┌─ Page text

After the walking tour, we took a water taxi across the Douro River and walked back to our ship moored at the Gaia Pier, arriving about 12:15 PM.

Note that the map above also shows the location of Graham’s Port Lodge, which we visited back on November 12 as described in Part 2 of this series.
Quinta da Avaleda (November 18): After lunch aboard the Helgrim, we disembarked for our final shore excursion at 1:45 PM. We rode a tour bus with a small group of passengers to visit the beautiful winery of Quinta da Aveleda and its amazing garden.

The main building was built in 1671 by a wealthy Portuguese family. Manoel Pedro de Guedes, an important Porto politician, inherited the property and established the estate in 1870, including the vineyards and the incredible garden. The Guedes family still owns the estate and uses the main house for family gatherings, but the estate is open for public tours and has become a highly popular tourist destination. After touring the garden, we sampled several wines produced under the Casal Garcia brand from grapes grown throughout Portugal, but the garden was the truly amazing aspect of the estate, including granite buildings, vineyards, a lake, a teahouse, fountains, gothic ruins, streams, oak trees, camelias, azaleas, eucalyptus, and sequoias. I’m sure readers are getting tired of my verbose descriptions, so I’ll just leave off with some of the photos I took.

└─
┌─ Data to examine

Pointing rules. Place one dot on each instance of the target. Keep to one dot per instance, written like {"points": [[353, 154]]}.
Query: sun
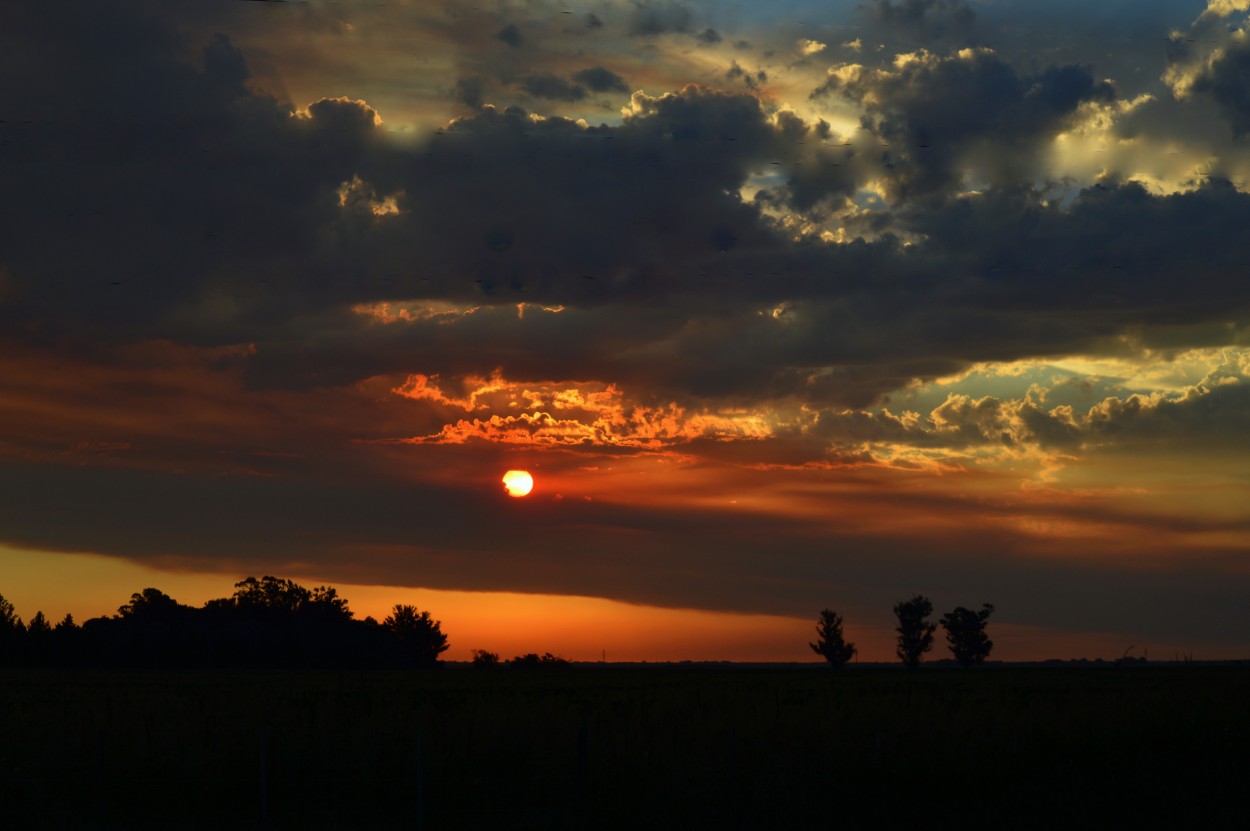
{"points": [[518, 482]]}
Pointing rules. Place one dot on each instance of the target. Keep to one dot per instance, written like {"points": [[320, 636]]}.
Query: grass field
{"points": [[630, 747]]}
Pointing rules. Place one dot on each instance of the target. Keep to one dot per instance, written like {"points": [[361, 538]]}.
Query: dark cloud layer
{"points": [[174, 234]]}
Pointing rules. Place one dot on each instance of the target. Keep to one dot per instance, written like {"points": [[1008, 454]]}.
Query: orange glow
{"points": [[518, 482]]}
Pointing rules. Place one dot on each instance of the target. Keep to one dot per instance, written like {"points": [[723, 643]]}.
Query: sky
{"points": [[785, 305]]}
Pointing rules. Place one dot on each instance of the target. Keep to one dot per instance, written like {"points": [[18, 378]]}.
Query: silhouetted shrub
{"points": [[915, 634], [420, 637], [830, 642], [965, 634]]}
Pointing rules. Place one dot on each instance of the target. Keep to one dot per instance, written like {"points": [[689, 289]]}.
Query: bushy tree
{"points": [[915, 632], [481, 657], [965, 634], [11, 631], [419, 635], [533, 660], [149, 604], [830, 642]]}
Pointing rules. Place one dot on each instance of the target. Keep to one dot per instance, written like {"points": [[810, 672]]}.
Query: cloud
{"points": [[651, 18], [510, 35], [1213, 59], [600, 80], [551, 88], [935, 110]]}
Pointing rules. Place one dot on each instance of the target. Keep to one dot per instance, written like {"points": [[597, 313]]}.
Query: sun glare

└─

*Exercise details*: In the travel account, who established the Quinta da Aveleda estate in 1870?

*Your response*: Manoel Pedro de Guedes, an important Porto politician, established the estate in 1870.